To me, the successful folding of egg whites is a near-impossible feat requiring great skill, good karma, and the perfect alignment of the stars.
Well, to my utter surprise, karma and stars came together. The dessert was a feathery perfection. It was so perfect, I went swoony. It was so perfect, I the non-lemon dessert-eating person inhaled two portions. The only person who didn’t go into raptures? You guessed it. Handsome Hubby. His comments: “Not bad. It’s OK. It wasn’t that hard to make, was it?”
Mock my dessert. Mock me. After 90+ days of sheltering in place, I was the one ready to serve something else, perhaps HH’s head on a platter!
Disheartened, I tossed the recipe into the trash and scrubbed up my sugar-flour-butter strewn kitchen in a major sulk.
The next day I brought the lemony leftovers over to my daughter who also likes tart treats to see what she thought. Even before arriving home, I received the following text message: “The lemon pudding is Life Changing!”
I dashed to the trash can at the curb, but I was too late. The garbage had already been picked up. Now I’ve got to search the Internet to find the damned recipe!
So goes Day 92! There really ought to be a law! Oh, and HH is swoony again. Kimberley just dropped off a fresh batch of lemon bars.

**Given task a:** In the passage, why was the recipe gone when the writer ran to the trash can at the curb?
The records after this point are unrelated to the passage.

**Records supplied:**
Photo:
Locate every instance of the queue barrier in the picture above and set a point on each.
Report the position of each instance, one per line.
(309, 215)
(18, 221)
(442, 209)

**Given task b:** Scale the records: reproduce all of their lines, requests included, with every point coordinate in the answers multiplied by 0.65 and rounded to a whole number, halves rounded up.

**Reply a:** The garbage had already been picked up.

**Reply b:**
Photo:
Locate every instance of the queue barrier in the picture above and set a point on each.
Report the position of each instance, one per line.
(201, 140)
(12, 144)
(287, 136)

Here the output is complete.